[[ Selected passage, beginning ]]

Deadline brings the word of the pair’s reunion on the HBO limited series which is being adapted from acclaimed Norwegian writer Jo Nesbø’s 2014 crime novel Sønnen. The pair will exec produce via Gyllenhaal’s production company Nine Stories with Gyllenhaal playing the lead role and Villeneuve directing the pilot. As if that wasn’t enough talent on board, Jonathan Nolan and Lisa Joy, the powerhouse writer-producer husband and wife duo who created HBO’s brilliant Westworld, will act as co-showrunners alongside Billions and Ray Donovan writer/producer Lenore Zion. And in case you’re wondering, yes, Nolan is the younger brother of Christopher Nolan who co-wrote many of his sibling’s most acclaimed films, including Memento, The Prestige, The Dark Knight, and Interstellar.

As for The Son, Nesbø’s original novel was a #1 New York Times bestseller and follows an escaped convict and opioid addict named Sonny Lofthus. Here’s the synopsis courtesy of Amazon:

Sonny Lofthus has been in prison for almost half his life: serving time for crimes he didn’t commit. In exchange, he gets an uninterrupted supply of heroin—and a stream of fellow prisoners seeking out his Buddha-like absolution. Years earlier Sonny’s father, a corrupt cop, took his own life rather than face exposure. Now Sonny is the center of a vortex of corruption: prison staff, police, lawyers, a desperate priest—all of them focused on keeping him stoned and jailed. When Sonny discovers a shocking truth about his father’s suicide, he makes a brilliant escape and begins hunting down the people responsible for his and his father’s demise. But he’s also being hunted, and by enemies too many to count. Two questions remain: who will get to him first, and what will he do when he’s cornered?

This sounds exactly up Villeneuve and Gyllenhaal’s alley with morally ambiguous characters out for revenge. Gyllenhaal reportedly optioned Nesbø’s novel back in 2016 already through Nine Stories, when he and production partner Riva Markey realized the potential in Sonny Lofthus to kick off a franchise. Gyllenhaal took the book to Villeneuve who finished it that same night, with the director giving an emphatic agreement to adapt it. The pair had been reportedly looking for another project to collaborate on for years and thought that this was a perfect choice. They initially attempted to adapt the book as a feature film, but eventually decided to rather do it as a limited series given how much narrative it had to get through. Marker approached Nolan who also jumped on board immediately after reading the novel, and he then helped to set it all up at HBO.

[[ Selected passage, end ]]

_Exercise goal_
Copy the article's text between "This sounds exactly" and "all up at HBO.", inclusive, and rename "feature film" as "movie". The rows are separate material with no connection to the article.

[[ Provided material, beginning ]]

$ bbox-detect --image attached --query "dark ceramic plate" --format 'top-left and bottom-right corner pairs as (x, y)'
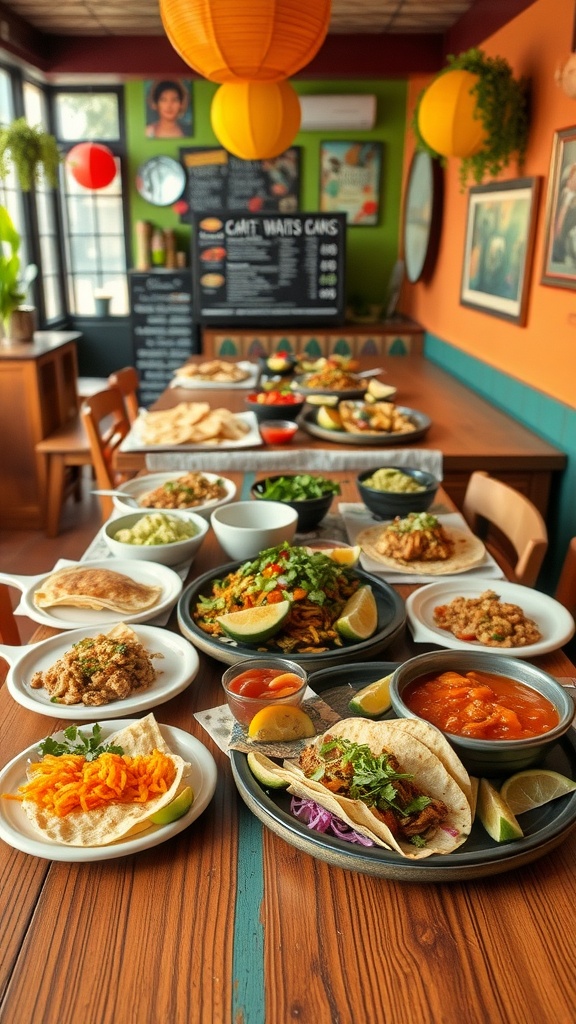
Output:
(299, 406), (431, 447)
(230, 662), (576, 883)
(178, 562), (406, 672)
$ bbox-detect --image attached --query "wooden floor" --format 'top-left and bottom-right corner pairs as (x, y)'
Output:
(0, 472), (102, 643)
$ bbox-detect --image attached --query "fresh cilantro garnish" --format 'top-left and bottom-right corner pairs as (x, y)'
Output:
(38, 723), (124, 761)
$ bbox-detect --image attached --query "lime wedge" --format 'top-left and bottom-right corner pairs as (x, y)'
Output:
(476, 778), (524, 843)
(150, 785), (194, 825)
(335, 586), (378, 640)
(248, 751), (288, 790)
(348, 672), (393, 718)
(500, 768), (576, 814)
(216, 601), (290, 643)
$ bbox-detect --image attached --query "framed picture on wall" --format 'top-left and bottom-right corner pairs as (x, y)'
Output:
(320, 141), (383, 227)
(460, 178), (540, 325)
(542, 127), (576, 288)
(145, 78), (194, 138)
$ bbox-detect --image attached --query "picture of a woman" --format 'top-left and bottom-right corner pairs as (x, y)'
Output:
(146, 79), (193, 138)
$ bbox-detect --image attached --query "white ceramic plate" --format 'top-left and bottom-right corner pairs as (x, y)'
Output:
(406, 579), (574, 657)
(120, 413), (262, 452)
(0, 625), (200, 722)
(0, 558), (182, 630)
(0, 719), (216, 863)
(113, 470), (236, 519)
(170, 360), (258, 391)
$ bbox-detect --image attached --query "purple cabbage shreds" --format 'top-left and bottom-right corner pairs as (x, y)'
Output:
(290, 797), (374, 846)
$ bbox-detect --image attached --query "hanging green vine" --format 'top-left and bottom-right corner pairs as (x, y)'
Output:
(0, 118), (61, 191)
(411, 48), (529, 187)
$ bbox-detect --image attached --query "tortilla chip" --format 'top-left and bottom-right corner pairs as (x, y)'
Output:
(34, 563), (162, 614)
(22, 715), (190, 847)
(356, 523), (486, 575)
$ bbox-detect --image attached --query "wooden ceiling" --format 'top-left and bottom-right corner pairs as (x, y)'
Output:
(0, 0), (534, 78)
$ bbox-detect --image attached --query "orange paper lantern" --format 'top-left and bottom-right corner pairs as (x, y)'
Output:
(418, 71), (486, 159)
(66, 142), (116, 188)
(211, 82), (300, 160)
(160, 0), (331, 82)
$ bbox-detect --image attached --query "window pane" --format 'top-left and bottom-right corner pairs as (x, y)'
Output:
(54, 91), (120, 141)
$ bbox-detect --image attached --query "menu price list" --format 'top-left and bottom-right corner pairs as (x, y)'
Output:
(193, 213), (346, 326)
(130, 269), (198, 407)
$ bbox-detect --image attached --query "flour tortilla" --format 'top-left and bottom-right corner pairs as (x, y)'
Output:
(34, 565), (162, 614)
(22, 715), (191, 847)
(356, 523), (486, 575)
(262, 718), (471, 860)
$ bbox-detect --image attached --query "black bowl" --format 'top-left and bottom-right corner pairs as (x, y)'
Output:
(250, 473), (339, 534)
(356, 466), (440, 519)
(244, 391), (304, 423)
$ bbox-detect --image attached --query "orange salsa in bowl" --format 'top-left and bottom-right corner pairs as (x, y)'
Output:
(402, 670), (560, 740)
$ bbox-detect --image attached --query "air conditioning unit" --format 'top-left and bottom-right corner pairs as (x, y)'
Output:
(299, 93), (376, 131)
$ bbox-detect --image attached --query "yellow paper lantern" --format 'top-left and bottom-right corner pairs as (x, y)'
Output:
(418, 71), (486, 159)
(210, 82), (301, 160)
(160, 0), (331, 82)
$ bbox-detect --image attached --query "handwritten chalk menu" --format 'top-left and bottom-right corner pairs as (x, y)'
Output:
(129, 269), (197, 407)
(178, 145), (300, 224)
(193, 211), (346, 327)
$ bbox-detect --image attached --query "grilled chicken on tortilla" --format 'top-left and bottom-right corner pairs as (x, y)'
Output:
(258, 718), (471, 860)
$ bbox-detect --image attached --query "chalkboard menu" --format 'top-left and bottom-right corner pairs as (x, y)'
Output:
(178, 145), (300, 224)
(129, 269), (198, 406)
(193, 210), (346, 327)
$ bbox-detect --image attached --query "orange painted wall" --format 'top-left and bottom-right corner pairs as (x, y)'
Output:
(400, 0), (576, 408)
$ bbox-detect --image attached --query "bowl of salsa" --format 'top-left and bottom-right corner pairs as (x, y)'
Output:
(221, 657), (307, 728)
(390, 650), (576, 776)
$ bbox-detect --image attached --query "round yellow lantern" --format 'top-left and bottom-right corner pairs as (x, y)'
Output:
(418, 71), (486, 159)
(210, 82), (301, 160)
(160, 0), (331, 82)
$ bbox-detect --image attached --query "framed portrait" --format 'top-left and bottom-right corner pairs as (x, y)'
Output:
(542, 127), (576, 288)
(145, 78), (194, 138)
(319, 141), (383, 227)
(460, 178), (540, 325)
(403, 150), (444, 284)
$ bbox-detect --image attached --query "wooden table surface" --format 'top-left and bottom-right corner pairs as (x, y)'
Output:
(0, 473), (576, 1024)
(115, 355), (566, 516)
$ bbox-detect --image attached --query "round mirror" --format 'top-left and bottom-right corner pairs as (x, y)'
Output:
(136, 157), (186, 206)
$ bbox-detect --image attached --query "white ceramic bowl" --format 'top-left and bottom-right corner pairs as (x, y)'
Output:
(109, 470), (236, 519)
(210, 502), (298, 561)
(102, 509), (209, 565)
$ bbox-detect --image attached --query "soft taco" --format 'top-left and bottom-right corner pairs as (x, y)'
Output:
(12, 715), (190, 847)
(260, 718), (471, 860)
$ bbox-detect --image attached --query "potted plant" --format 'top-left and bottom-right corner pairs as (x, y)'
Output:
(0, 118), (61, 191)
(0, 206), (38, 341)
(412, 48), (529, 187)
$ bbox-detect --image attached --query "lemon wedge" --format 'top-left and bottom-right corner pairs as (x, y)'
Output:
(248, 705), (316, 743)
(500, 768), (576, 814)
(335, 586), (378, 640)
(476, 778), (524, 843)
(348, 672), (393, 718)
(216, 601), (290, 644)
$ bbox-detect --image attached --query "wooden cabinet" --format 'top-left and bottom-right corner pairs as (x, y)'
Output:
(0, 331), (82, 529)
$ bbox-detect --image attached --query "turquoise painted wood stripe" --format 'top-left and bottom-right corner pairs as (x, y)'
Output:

[[ Provided material, end ]]

_Answer box_
This sounds exactly up Villeneuve and Gyllenhaal’s alley with morally ambiguous characters out for revenge. Gyllenhaal reportedly optioned Nesbø’s novel back in 2016 already through Nine Stories, when he and production partner Riva Markey realized the potential in Sonny Lofthus to kick off a franchise. Gyllenhaal took the book to Villeneuve who finished it that same night, with the director giving an emphatic agreement to adapt it. The pair had been reportedly looking for another project to collaborate on for years and thought that this was a perfect choice. They initially attempted to adapt the book as a movie, but eventually decided to rather do it as a limited series given how much narrative it had to get through. Marker approached Nolan who also jumped on board immediately after reading the novel, and he then helped to set it all up at HBO.